#### Stated exercise
Answer these questions about the InstructionSetDesc pull request below:
1. Which two instruction sets is Avx512F made dependent on?
2. Which five parts are enabled only ever as a set?
3. Which instruction set was marked as opportunistic, causing avx2 to be marked opportunistic too?

#### Reading passage

Fixing the InstructionSetDesc implications #86486

tannergooding · 2023-05-19T05:42:46Z

Extracted from #85551

This primarily handles ensuring the InstructionSetDesc implications are correct. In particular it ensures that Avx512F is dependent on both AVX2 and FMA. It likewise ensures that the nested VL classes are dependent on both the base VL class and the containing class (e.g. Avx512BW.VL is dependent on both Avx512BW and Avx512F.BW).

It also adds a recursive implication that ensures that F + BW + CD + DQ + VL are only ever enabled as a set. This is done to simplify the current implementation of the JIT without tying us to that behavior permanently. It would be non-trivial work and not "pay for play" to allow this to be represented as a single R2R flag instead.

Finally, as part of fixing this there were a couple minor bugs surfaced. In particular, avx-vnni was marked as opportunistic which in turn marked avx2 as opportunistic. This is problematic if the user decides to target avx but not avx2 and was causing Vector<T> and Vector256<T> to behave incorrectly. This was handled by ensuring avx-vnni is only marked as opportunistic if avx2 is explicitly supported and ensuring that the NI_IsSupported_Dynamic is only returned for opportunistic APIs.

[Object outline annotations]
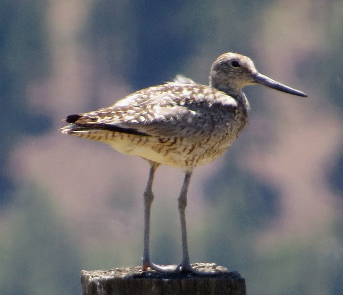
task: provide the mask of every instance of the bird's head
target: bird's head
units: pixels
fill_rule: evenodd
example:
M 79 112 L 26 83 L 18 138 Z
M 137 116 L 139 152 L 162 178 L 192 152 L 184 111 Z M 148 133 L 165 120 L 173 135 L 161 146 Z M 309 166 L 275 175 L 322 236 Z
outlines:
M 229 94 L 241 91 L 245 86 L 261 84 L 287 93 L 300 96 L 305 93 L 259 73 L 248 57 L 228 52 L 221 55 L 212 65 L 210 85 Z

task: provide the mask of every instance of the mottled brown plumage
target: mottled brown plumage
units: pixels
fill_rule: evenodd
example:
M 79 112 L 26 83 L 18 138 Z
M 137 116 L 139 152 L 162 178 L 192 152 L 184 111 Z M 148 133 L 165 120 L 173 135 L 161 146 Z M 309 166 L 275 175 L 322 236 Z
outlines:
M 176 269 L 192 271 L 185 216 L 192 172 L 222 154 L 248 123 L 249 104 L 242 89 L 256 84 L 307 96 L 260 74 L 248 58 L 228 52 L 212 65 L 209 86 L 177 76 L 173 82 L 137 91 L 108 107 L 67 117 L 70 125 L 62 129 L 62 133 L 103 141 L 150 163 L 144 192 L 143 269 L 170 270 L 152 263 L 149 254 L 152 181 L 163 164 L 186 173 L 178 199 L 183 259 Z

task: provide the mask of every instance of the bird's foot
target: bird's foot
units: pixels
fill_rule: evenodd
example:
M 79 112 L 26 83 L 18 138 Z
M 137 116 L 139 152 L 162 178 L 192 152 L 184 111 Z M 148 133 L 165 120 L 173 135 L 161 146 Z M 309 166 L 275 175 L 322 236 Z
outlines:
M 142 265 L 142 269 L 143 270 L 147 270 L 149 268 L 160 272 L 171 272 L 175 271 L 174 266 L 157 265 L 150 261 L 143 262 Z
M 186 272 L 189 273 L 193 273 L 195 274 L 215 274 L 216 273 L 216 272 L 214 270 L 206 270 L 206 271 L 198 270 L 197 269 L 193 267 L 190 263 L 188 262 L 187 263 L 181 262 L 177 266 L 175 269 L 176 272 Z

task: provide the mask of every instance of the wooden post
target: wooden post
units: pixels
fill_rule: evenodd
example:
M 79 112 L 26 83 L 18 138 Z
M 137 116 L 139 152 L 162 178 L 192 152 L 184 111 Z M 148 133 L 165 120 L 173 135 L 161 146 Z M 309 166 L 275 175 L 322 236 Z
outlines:
M 214 263 L 194 263 L 203 274 L 143 271 L 141 267 L 82 271 L 82 295 L 246 295 L 237 272 Z

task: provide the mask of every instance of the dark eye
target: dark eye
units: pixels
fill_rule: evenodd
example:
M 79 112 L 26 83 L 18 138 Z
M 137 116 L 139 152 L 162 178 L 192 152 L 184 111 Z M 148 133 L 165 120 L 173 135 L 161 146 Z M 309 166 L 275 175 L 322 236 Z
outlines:
M 239 63 L 237 60 L 233 60 L 231 62 L 231 65 L 235 68 L 238 68 L 238 67 L 240 67 Z

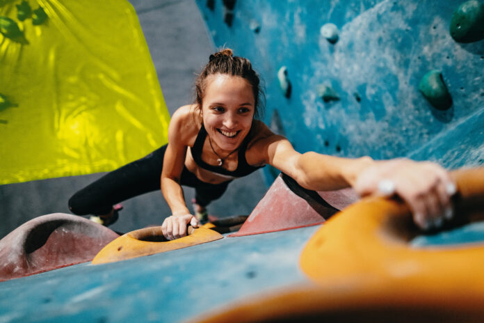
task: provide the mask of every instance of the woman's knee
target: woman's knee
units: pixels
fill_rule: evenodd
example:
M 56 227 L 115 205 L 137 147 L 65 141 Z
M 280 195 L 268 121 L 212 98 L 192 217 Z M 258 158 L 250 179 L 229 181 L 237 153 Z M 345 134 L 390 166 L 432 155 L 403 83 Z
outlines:
M 70 210 L 70 212 L 72 212 L 74 214 L 86 215 L 88 214 L 85 213 L 85 210 L 83 210 L 83 203 L 81 203 L 81 198 L 79 192 L 76 193 L 72 196 L 71 196 L 71 198 L 69 199 L 67 205 L 69 206 L 69 210 Z

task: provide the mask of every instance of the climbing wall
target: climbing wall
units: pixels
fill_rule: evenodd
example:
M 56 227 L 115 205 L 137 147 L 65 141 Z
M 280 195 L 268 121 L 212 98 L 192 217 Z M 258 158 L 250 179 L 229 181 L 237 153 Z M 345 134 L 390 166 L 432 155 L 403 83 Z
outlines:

#### Final result
1. AVX2 and FMA
2. F, BW, CD, DQ and VL
3. avx-vnni